What is expected: Pick out every line below that contains the word "rear", matching case exactly, and copy each one.
— START The data —
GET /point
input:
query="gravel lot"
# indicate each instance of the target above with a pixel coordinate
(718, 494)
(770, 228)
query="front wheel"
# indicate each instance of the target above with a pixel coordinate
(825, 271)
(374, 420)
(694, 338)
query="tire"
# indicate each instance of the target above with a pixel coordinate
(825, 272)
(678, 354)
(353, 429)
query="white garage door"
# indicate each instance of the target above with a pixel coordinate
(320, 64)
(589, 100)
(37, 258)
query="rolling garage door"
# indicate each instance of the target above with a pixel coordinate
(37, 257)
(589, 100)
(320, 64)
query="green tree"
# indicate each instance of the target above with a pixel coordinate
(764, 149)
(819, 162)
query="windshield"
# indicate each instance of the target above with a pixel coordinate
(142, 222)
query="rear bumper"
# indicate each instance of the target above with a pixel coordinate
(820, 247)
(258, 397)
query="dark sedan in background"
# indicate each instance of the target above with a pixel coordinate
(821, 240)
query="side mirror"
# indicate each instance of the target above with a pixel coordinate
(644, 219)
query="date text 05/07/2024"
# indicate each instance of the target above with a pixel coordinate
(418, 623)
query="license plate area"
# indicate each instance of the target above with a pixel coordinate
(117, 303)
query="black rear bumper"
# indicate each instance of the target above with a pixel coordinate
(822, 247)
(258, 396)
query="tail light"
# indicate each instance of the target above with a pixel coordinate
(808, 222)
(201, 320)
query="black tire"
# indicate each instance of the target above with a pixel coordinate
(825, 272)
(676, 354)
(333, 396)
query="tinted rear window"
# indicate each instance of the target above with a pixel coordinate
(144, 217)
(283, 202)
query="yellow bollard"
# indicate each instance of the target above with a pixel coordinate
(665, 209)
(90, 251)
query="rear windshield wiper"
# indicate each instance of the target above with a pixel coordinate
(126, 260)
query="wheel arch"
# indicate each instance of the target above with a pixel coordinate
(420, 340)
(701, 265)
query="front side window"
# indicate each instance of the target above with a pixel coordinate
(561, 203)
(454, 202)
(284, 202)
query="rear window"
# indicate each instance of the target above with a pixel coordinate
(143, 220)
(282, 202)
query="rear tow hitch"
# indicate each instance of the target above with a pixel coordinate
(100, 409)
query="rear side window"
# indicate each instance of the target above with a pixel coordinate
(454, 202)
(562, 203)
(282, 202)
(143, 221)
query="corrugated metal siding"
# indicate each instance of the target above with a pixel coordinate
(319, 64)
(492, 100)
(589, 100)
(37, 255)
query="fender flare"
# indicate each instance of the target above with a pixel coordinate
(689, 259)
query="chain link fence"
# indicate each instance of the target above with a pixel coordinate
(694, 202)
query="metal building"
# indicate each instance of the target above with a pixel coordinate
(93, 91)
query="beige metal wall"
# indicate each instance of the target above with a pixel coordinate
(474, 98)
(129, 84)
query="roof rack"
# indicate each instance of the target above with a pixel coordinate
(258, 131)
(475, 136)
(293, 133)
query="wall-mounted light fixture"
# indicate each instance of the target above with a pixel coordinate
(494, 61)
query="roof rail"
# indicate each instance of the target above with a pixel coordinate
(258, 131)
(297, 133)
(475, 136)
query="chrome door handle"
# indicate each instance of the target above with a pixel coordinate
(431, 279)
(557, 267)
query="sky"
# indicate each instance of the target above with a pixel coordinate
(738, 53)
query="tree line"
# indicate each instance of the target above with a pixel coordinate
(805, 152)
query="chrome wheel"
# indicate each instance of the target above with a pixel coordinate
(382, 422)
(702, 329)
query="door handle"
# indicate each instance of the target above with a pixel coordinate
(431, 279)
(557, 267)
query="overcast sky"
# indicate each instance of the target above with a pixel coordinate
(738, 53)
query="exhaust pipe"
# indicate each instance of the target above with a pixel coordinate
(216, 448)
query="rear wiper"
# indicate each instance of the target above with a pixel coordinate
— END The data —
Correct response:
query="rear bumper"
query="black rear bumper"
query="tinted rear window"
query="rear windshield wiper"
query="rear window"
query="rear tow hitch"
query="rear side window"
query="rear wiper"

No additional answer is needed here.